Activity
Beneath this line are the data; copy exactly the part of them that opens with the line containing "Target: stone archway gateway" and closes with the line containing "Mark the gravel path with a point.", and only that part.

The records
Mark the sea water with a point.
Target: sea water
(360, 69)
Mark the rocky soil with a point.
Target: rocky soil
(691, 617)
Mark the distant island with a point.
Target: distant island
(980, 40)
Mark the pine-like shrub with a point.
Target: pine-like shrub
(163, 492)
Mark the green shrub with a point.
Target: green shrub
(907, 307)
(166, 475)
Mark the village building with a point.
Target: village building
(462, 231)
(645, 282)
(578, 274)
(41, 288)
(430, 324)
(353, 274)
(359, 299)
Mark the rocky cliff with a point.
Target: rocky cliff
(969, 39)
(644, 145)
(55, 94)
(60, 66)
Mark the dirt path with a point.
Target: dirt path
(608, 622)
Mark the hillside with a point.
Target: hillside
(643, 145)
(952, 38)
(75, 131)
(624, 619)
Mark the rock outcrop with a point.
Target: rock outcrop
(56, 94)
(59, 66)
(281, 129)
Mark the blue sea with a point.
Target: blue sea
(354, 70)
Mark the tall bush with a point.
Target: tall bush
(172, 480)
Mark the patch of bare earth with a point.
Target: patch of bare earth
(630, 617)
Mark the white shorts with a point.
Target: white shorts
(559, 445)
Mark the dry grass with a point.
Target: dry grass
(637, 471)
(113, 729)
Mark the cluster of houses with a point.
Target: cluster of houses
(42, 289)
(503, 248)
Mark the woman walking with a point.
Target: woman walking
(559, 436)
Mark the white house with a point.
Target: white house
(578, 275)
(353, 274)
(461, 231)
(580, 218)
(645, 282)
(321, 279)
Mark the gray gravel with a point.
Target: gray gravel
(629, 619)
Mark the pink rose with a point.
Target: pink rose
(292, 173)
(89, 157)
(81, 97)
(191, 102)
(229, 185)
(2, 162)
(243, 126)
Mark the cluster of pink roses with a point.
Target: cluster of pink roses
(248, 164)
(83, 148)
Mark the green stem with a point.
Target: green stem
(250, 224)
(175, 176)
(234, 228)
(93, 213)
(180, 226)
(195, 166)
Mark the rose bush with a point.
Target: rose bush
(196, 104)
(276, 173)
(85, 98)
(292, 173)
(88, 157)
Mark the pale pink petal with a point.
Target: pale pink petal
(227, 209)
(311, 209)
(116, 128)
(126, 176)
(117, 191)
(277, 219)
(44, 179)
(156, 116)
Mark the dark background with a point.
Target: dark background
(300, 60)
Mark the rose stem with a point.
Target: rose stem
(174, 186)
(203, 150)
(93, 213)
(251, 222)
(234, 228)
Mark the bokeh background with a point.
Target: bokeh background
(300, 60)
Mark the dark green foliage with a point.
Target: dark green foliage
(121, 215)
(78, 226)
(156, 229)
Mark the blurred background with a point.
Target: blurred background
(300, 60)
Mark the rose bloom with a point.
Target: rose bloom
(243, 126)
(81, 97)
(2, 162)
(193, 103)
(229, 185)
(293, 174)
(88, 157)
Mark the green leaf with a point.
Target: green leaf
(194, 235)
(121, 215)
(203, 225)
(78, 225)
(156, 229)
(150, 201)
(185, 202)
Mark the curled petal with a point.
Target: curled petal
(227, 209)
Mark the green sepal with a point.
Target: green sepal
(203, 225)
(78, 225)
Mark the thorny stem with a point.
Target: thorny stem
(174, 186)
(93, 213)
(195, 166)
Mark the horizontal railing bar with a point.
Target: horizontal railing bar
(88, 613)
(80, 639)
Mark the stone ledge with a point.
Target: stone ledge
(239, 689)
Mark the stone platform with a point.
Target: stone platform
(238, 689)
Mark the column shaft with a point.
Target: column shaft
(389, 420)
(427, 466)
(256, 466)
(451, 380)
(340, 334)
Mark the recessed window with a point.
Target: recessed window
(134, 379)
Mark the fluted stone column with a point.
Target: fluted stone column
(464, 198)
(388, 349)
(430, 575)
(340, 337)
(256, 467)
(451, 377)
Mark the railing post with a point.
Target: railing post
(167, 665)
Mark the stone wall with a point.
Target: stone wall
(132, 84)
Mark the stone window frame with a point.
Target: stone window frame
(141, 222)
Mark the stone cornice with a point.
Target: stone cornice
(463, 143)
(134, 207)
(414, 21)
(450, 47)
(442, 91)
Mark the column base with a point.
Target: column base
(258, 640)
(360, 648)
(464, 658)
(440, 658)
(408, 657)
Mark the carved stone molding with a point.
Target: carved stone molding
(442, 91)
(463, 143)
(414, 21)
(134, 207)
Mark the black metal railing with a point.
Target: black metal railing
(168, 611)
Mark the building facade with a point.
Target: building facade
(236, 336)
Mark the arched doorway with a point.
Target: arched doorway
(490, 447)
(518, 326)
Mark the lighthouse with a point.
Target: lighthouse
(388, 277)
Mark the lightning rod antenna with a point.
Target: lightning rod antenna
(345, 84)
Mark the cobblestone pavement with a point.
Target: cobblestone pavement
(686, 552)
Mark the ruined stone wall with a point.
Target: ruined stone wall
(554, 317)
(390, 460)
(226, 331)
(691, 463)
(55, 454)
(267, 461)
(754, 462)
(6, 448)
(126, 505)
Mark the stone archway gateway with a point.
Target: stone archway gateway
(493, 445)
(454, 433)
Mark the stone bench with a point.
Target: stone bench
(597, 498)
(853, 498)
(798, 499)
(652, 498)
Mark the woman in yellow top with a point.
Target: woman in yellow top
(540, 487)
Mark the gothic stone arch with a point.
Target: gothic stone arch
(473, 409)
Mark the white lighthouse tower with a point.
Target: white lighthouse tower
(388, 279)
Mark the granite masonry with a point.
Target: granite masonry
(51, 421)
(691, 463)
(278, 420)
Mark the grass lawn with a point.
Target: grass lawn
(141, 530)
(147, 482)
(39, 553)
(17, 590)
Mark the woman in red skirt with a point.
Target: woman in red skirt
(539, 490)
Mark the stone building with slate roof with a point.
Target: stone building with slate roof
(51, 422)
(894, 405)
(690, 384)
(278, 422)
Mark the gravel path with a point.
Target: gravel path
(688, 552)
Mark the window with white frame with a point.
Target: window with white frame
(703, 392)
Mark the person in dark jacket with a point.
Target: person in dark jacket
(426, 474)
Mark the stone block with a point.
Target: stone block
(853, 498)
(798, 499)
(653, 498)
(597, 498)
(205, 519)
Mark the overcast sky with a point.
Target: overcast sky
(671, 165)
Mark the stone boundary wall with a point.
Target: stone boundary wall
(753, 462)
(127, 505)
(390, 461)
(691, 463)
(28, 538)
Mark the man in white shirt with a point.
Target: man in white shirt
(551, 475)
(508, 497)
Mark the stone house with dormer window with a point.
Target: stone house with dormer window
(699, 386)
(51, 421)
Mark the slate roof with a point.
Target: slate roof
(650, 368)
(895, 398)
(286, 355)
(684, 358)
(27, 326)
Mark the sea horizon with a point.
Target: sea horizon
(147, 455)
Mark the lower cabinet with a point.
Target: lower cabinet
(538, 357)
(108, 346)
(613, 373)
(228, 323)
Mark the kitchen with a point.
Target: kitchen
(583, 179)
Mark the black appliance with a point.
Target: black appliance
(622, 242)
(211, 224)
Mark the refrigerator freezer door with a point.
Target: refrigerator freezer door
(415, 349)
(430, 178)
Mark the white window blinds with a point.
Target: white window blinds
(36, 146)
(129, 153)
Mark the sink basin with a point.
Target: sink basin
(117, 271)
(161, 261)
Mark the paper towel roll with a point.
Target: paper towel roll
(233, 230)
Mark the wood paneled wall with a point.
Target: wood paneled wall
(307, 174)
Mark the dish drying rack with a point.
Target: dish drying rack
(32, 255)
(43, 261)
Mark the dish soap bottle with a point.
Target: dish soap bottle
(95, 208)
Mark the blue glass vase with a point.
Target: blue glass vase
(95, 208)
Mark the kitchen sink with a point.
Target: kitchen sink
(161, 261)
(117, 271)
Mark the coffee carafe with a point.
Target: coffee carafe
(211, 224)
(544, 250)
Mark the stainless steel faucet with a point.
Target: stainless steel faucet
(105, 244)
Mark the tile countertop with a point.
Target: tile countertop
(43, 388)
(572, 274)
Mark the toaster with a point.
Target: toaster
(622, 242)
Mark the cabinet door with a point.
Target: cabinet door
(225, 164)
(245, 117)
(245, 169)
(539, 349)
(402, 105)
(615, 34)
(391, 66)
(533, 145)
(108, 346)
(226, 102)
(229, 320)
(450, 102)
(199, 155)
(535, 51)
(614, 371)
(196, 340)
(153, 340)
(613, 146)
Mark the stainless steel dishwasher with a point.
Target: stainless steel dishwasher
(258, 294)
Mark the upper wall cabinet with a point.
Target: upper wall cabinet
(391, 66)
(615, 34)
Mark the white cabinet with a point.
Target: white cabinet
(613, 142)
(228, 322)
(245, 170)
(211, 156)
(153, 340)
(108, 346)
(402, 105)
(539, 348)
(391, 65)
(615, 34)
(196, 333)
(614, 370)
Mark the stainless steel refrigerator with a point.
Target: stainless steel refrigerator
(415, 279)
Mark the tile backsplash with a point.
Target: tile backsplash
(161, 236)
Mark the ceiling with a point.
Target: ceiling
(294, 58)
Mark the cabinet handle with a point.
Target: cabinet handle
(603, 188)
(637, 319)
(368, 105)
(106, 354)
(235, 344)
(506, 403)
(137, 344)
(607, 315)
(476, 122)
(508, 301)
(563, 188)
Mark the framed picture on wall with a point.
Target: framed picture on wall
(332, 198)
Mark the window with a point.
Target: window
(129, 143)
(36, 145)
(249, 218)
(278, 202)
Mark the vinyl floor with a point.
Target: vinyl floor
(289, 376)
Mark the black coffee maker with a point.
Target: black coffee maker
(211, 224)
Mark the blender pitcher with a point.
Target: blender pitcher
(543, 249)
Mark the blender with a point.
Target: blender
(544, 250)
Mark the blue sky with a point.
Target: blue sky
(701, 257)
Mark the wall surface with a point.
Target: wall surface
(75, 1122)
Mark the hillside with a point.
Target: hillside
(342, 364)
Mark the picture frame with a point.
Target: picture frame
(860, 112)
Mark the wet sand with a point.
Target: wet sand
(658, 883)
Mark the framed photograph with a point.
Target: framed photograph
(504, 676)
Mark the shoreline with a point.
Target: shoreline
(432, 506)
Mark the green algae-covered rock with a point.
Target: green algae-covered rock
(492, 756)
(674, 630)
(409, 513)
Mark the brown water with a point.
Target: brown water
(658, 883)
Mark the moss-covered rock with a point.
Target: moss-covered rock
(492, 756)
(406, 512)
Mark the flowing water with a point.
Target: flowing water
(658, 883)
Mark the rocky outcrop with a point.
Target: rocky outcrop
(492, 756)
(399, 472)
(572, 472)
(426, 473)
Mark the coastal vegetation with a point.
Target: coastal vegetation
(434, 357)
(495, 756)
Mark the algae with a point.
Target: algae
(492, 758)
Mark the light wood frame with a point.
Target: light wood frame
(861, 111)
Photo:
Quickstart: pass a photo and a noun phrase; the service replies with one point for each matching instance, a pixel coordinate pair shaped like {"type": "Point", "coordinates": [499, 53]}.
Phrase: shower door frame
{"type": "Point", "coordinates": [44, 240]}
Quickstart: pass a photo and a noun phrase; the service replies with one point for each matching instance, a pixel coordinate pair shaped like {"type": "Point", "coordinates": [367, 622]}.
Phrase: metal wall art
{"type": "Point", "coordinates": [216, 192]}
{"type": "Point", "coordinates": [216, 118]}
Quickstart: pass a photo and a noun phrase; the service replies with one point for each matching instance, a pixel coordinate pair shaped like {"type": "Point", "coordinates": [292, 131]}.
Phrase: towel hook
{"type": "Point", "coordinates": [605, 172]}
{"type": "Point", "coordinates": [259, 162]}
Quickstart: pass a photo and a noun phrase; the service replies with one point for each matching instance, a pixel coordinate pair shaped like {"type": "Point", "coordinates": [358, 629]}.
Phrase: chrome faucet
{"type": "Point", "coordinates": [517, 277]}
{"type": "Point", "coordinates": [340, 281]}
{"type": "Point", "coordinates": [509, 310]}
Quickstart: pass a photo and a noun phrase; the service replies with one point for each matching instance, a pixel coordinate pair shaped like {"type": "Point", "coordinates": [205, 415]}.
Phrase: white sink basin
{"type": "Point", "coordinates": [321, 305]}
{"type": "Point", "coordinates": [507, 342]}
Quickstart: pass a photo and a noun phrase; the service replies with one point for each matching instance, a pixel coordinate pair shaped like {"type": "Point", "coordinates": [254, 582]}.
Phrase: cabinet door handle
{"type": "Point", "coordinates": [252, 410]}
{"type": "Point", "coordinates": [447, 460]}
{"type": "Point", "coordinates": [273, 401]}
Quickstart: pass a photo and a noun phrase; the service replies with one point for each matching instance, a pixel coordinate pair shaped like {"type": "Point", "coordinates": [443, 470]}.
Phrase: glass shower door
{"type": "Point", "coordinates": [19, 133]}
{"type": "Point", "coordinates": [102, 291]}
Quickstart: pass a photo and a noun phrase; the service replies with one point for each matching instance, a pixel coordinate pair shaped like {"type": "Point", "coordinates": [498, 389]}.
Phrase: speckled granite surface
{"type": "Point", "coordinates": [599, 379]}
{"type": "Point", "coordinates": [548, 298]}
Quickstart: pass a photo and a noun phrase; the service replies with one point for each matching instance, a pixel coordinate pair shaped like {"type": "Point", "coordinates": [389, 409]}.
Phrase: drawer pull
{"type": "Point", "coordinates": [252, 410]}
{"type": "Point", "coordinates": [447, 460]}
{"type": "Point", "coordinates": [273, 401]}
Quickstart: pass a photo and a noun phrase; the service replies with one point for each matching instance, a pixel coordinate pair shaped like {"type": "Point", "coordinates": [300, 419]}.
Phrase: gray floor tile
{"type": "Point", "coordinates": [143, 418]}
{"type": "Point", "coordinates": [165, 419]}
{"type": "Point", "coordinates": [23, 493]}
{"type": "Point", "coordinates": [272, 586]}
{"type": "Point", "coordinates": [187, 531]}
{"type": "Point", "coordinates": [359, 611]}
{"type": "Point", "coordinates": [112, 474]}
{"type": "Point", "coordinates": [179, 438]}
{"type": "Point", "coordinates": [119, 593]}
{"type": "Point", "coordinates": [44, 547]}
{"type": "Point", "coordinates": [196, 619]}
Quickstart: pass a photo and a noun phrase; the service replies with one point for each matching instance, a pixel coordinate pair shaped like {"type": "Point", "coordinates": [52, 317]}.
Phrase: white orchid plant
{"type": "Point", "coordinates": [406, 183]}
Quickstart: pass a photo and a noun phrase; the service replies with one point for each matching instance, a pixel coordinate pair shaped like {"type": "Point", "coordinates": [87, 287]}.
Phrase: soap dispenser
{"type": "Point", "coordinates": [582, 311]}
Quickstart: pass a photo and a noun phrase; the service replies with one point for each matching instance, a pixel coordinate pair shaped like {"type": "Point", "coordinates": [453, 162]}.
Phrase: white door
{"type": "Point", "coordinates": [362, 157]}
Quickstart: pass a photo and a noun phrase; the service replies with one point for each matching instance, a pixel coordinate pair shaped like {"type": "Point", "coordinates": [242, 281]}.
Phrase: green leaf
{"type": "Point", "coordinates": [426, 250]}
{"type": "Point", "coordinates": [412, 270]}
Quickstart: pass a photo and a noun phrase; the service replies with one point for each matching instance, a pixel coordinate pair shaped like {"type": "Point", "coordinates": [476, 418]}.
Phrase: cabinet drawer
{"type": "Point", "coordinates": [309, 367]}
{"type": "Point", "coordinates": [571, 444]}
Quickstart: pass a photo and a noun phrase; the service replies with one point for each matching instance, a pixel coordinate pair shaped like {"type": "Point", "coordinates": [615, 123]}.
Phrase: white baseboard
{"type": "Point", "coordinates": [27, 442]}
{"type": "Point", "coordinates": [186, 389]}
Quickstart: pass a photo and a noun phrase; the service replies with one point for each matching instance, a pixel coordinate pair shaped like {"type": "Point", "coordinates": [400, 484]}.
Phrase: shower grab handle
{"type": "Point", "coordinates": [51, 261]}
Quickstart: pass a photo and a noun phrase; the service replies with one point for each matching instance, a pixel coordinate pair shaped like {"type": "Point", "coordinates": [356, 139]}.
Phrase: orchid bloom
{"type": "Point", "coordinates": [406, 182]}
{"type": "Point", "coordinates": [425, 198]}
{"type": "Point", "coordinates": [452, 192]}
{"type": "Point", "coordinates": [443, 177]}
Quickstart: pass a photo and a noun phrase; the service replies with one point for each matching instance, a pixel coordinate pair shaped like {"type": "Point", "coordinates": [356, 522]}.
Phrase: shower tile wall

Task solution
Target: stone archway gateway
(493, 445)
(454, 433)
Mark the stone bench with a point.
Target: stone bench
(597, 498)
(853, 498)
(798, 499)
(652, 498)
Mark the woman in yellow top with a point.
Target: woman in yellow top
(540, 487)
Mark the gothic stone arch with a point.
Target: gothic stone arch
(473, 409)
Mark the white lighthouse tower with a point.
Target: white lighthouse tower
(388, 279)
Mark the granite masonry with a point.
Target: granite masonry
(51, 421)
(691, 463)
(278, 420)
Mark the grass lawn with a point.
Target: grass lawn
(141, 530)
(147, 482)
(39, 553)
(17, 590)
Mark the woman in red skirt with a point.
Target: woman in red skirt
(539, 490)
Mark the stone building with slate roof with a point.
Target: stone building with slate roof
(51, 422)
(894, 405)
(690, 384)
(278, 422)
Mark the gravel path with a point.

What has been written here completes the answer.